■ **Input records**
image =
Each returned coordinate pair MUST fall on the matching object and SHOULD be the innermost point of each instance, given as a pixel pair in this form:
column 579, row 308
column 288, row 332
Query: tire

■ **Exercise objective**
Would you return all of the data exactly as given?

■ **Solution for this exercise**
image =
Each returned coordinate pair MUST fall on the matching object and SHOULD be the innermost point of each instance, given as a pixel pair in this form:
column 579, row 308
column 288, row 332
Query: tire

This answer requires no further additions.